The trick is neither to try to prevent them flowing in the mind, nor to try to prolong them into a fixed state.  Instead we allow them to flow through our awareness like the sound of a bell ringing. Once we gain some stability in this, we find we can rest in a sense of open awareness that is not entangled with the thoughts and emotions that arise in our mind.  It takes practice and there are many methods used to assist us.  Such as resting our attention on the breath as it flows in and out, particularly using the outbreath to ‘let go’ with a gentle sigh. Or we can use a mantra, a verse of sacred syllables that creates a subtle vibration in our body.  Or we can rest our attention on a object, such as an image, or if we are sitting in nature, on anything pleasing to our senses.  Slowly we realise that our minds are not just thoughts and emotions, but behind them is a field of open awareness, which in the tradition of Buddhism that I have followed is known as rigpa (timeless wisdom awareness).

Learning how to rest in this all-pervasive self-knowing awareness enables us to develop an increasing capacity to experience an openness of perspective, a sensibility that is alive to emergent possibilities hovering in this space of concept-free awareness.
● ● ● ●
** TASK **
Continue the passage on resting in open awareness, starting after its last sentence.

** DATA PROVIDED **
● ● ● ●
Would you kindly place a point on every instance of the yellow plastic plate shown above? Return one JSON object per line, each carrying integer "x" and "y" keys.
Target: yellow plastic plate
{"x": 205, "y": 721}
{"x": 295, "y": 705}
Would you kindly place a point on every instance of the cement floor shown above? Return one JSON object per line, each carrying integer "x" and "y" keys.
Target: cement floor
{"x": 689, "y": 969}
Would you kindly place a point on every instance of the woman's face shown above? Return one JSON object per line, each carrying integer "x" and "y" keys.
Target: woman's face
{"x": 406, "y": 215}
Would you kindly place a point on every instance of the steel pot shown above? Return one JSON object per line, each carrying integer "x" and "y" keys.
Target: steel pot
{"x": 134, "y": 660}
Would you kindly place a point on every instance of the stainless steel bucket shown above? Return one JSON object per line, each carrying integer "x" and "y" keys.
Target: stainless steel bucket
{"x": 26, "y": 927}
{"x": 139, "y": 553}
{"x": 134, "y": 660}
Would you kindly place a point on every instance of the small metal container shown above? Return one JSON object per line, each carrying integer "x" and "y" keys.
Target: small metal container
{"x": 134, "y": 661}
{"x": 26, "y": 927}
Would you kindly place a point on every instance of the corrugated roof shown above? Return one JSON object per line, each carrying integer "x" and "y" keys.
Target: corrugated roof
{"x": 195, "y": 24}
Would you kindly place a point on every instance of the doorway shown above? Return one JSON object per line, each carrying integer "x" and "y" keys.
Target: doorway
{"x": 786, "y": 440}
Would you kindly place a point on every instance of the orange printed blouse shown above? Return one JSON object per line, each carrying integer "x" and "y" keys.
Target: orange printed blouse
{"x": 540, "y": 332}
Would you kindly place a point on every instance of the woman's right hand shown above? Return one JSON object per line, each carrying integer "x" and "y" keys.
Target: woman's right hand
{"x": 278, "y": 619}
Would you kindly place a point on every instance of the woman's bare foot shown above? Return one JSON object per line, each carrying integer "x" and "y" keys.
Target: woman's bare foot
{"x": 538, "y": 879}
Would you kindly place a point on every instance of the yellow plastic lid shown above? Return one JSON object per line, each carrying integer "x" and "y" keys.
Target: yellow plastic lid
● ● ● ●
** WRITTEN REPLY **
This awareness is informed by the way we bear witness to the world around us in all its many manifestations through study and reflection (intellectual effort), and is alive to a compassionate energy that is unlimited, all penetrating and unceasing, but replete with the five aspects of wisdom knowing (clarity, discernment, equanimity, courageous action and all encompassing spaciousness).  These five aspects are represented iconographically in the mandala of the Five Buddhas: clarity (Vajra), discernment (Padma), equanimity (Ratna), courageous action (Karma) and all encompassing spaciousness (Buddha).

Through this meditative training, and particularly through a practice in my tradition known as guru yoga, working experientially with one’s chosen wisdom teacher, we come to know an aspect of our inner being that becomes our refuge—an aspect often called our Buddha Nature, which is present in all of us, no matter what sort of delusory behaviour and thought patterns we might have fallen into.

This profound sense of inner refuge is what many people seek in their spiritual or religious life and is the impulse behind the human desire for a spiritual as well as a material dimension to their lives., which we find in all cultures.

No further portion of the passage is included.